• **Exercise objective**
Give the entries again exactly as they appear, but without the images.

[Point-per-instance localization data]
-- Opening Marker --
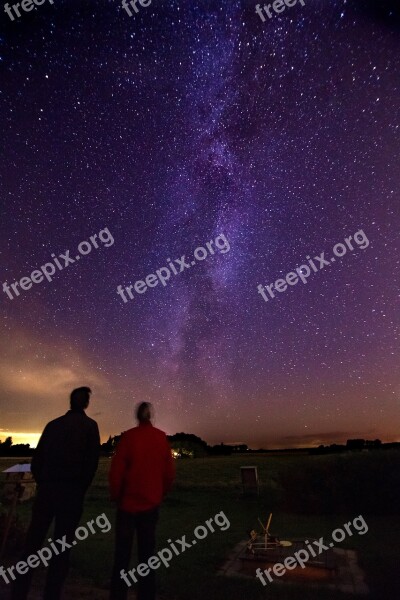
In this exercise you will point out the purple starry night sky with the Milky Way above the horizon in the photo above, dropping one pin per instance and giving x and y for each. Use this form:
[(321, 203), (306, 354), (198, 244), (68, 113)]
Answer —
[(189, 120)]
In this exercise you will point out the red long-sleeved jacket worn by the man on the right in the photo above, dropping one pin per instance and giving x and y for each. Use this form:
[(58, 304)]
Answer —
[(142, 470)]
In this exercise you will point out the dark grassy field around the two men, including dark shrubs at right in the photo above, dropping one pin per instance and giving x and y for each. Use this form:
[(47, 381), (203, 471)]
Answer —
[(309, 497)]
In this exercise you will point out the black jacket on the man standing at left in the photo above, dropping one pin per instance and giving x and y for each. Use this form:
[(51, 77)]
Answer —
[(68, 451)]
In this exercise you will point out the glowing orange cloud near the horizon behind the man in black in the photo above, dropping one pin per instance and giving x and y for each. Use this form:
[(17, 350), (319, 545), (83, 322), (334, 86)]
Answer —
[(36, 381)]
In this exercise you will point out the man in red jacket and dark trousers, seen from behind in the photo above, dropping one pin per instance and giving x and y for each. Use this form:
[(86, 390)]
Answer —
[(141, 474)]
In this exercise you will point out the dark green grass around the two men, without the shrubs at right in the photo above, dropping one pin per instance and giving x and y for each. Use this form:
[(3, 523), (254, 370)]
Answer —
[(207, 486)]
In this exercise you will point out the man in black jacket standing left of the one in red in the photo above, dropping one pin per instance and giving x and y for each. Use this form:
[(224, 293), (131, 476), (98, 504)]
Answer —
[(64, 464)]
-- Closing Marker --
• **The answer**
In this exercise you will point out the purple starry night sky with the Milky Way above the horizon in the photo above, dropping one pin per instance and giving x and y for each. Use this form:
[(321, 203), (306, 354), (198, 244), (68, 113)]
Answer —
[(189, 120)]
In this exercise you will point out the red long-sleeved jacket worn by the man on the right in the photo above, dropping one pin per instance and giving x and y for each. Use this form:
[(58, 304)]
Answer —
[(142, 470)]
In this exercise you will point out the dark grassy field around the two men, including dark shrubs at right in the photo above, dropping one pin per instance and giving x and y for each. Use this form:
[(47, 381), (203, 471)]
Answer —
[(309, 497)]
In this exercise you will point out the black jacket on the man standing at left in the photo above, dropping one pin per instance and giving x and y for each. Use this form:
[(51, 77)]
Answer —
[(68, 451)]
In this exercise you will point out the glowing orange cloud near the horizon behind the man in black in the photo above, dropping one pin per instance and giving x and y for each. Use this form:
[(17, 350), (319, 545), (83, 322), (334, 86)]
Answer —
[(36, 381)]
In this exercise you will point out the man in red jacket and dark trousers, seen from behind in the photo above, dropping one pin per instance and giving x and y for each. Use this form:
[(86, 390)]
Answer —
[(141, 474)]
In this exercise you will point out the dark green grass around the two men, without the shrubs at right in the photo above, dropping one pin per instance and giving x and y for each. Use this form:
[(3, 523), (254, 370)]
Answer —
[(207, 486)]
In this exercise you will point out the man in black jacket standing left of the one in red in the photo above, dropping one pin per instance and giving x and y for each. Use this form:
[(224, 293), (131, 476), (98, 504)]
Answer —
[(64, 464)]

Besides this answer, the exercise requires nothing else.